## start ITEMS

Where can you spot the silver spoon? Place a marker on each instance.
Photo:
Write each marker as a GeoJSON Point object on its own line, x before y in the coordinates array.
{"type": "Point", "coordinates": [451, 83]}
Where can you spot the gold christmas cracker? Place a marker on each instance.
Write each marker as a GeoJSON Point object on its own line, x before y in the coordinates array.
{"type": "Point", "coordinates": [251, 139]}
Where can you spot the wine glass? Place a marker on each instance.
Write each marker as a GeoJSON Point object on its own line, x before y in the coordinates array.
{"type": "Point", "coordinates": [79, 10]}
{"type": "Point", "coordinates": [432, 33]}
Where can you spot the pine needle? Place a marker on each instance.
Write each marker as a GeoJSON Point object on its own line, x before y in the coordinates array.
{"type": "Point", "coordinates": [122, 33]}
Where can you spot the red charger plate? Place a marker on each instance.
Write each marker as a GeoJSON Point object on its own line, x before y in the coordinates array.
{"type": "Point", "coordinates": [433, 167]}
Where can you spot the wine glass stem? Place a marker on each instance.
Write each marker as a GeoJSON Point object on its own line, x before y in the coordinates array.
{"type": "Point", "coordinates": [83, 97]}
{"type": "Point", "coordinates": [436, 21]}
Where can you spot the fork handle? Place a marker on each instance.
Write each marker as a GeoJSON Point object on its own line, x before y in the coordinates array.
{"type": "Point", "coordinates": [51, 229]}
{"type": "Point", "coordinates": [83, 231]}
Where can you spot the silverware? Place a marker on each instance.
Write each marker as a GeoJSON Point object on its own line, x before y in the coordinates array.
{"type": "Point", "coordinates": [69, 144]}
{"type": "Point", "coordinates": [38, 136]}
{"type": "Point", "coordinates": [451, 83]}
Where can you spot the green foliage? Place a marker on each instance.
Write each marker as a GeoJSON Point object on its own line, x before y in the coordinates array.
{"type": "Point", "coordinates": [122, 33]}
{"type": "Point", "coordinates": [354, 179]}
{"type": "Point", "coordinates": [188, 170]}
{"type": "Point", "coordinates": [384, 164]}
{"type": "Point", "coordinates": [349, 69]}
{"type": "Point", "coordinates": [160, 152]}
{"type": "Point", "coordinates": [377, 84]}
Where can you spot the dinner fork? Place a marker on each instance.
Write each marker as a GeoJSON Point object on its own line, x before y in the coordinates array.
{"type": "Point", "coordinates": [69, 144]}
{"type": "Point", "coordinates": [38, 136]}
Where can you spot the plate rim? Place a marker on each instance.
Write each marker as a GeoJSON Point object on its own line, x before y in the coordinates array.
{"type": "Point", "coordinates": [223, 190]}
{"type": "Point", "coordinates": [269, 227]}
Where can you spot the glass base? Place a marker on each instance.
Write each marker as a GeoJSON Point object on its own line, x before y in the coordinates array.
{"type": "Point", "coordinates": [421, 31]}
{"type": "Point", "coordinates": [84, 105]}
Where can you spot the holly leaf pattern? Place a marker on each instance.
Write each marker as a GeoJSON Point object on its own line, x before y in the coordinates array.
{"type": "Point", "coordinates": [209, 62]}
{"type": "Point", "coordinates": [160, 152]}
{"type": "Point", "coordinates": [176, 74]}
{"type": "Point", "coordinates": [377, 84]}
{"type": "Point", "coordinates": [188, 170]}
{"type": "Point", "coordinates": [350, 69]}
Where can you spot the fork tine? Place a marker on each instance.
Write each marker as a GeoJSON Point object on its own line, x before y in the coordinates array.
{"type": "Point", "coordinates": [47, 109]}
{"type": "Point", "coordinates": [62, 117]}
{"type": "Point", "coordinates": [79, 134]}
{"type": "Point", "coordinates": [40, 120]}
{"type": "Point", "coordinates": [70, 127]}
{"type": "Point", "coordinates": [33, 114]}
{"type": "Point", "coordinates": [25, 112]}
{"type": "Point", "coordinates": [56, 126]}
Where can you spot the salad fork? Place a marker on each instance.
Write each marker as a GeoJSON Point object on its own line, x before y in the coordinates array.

## end ITEMS

## SHORT PROBLEM:
Write down every line of the data exactly as it appears above.

## RESULT OF THIS EXERCISE:
Where can you spot the silver spoon? Place a marker on each instance.
Photo:
Write each marker as a GeoJSON Point object on its own line, x before y in the coordinates array.
{"type": "Point", "coordinates": [451, 83]}
Where can you spot the gold christmas cracker? Place a marker on each instance.
Write each marker as a GeoJSON Point object on its own line, x before y in the coordinates array.
{"type": "Point", "coordinates": [251, 139]}
Where can you spot the wine glass? Place a marker on each instance.
Write each marker as a GeoJSON Point object on its own line, x before y in the coordinates array.
{"type": "Point", "coordinates": [79, 10]}
{"type": "Point", "coordinates": [432, 33]}
Where can you spot the pine needle? Place a marker on each instance.
Write each marker as a GeoJSON Point object on its own line, x before y in the coordinates array.
{"type": "Point", "coordinates": [122, 33]}
Where can you spot the red charger plate? Place a marker on each instance.
Write each marker as a GeoJSON Point object on its own line, x before y in the coordinates array.
{"type": "Point", "coordinates": [433, 167]}
Where can you spot the wine glass stem? Place a marker on each instance.
Write each marker as a GeoJSON Point object on its own line, x before y in the coordinates array.
{"type": "Point", "coordinates": [83, 97]}
{"type": "Point", "coordinates": [436, 21]}
Where can you spot the fork handle? Place a marker on each instance.
Write each marker as a GeoJSON Point object on its own line, x before y in the coordinates array.
{"type": "Point", "coordinates": [51, 229]}
{"type": "Point", "coordinates": [83, 231]}
Where can you spot the silverware? Place a marker on each instance.
Write each marker as a GeoJSON Point object on its own line, x before y in the coordinates array.
{"type": "Point", "coordinates": [69, 144]}
{"type": "Point", "coordinates": [38, 136]}
{"type": "Point", "coordinates": [451, 83]}
Where can you spot the green foliage? Place a marker on each instance.
Write each marker as a GeoJSON Point object on its own line, x before y in the coordinates array.
{"type": "Point", "coordinates": [122, 33]}
{"type": "Point", "coordinates": [354, 179]}
{"type": "Point", "coordinates": [188, 170]}
{"type": "Point", "coordinates": [384, 164]}
{"type": "Point", "coordinates": [349, 69]}
{"type": "Point", "coordinates": [160, 152]}
{"type": "Point", "coordinates": [377, 84]}
Where can you spot the dinner fork? Place a marker on each instance.
Write each marker as a GeoJSON Point object on its own line, x before y in the coordinates array.
{"type": "Point", "coordinates": [69, 144]}
{"type": "Point", "coordinates": [38, 136]}
Where can you spot the plate rim? Place a marker on each instance.
Write each marker as a GeoJSON Point object on its own line, x before y in the coordinates array.
{"type": "Point", "coordinates": [223, 190]}
{"type": "Point", "coordinates": [269, 227]}
Where can you spot the glass base? Place a marker on each instance.
Write each marker as a GeoJSON Point object on its own line, x before y in the coordinates array.
{"type": "Point", "coordinates": [421, 31]}
{"type": "Point", "coordinates": [84, 105]}
Where can you spot the holly leaf pattern? Place a marker on each instance.
Write each marker as a GeoJSON Point object on its own line, x before y in the coordinates array.
{"type": "Point", "coordinates": [209, 62]}
{"type": "Point", "coordinates": [160, 152]}
{"type": "Point", "coordinates": [176, 74]}
{"type": "Point", "coordinates": [377, 84]}
{"type": "Point", "coordinates": [188, 170]}
{"type": "Point", "coordinates": [350, 69]}
Where can you spot the fork tine? Place a marker on each instance.
Write each marker as a GeoJSON Point object on its own line, x before y in the coordinates array.
{"type": "Point", "coordinates": [47, 109]}
{"type": "Point", "coordinates": [62, 117]}
{"type": "Point", "coordinates": [79, 134]}
{"type": "Point", "coordinates": [40, 120]}
{"type": "Point", "coordinates": [70, 127]}
{"type": "Point", "coordinates": [33, 114]}
{"type": "Point", "coordinates": [25, 112]}
{"type": "Point", "coordinates": [56, 126]}
Where can you spot the salad fork? Place a marker on each instance.
Write each marker as a GeoJSON Point object on its own line, x before y in the coordinates array.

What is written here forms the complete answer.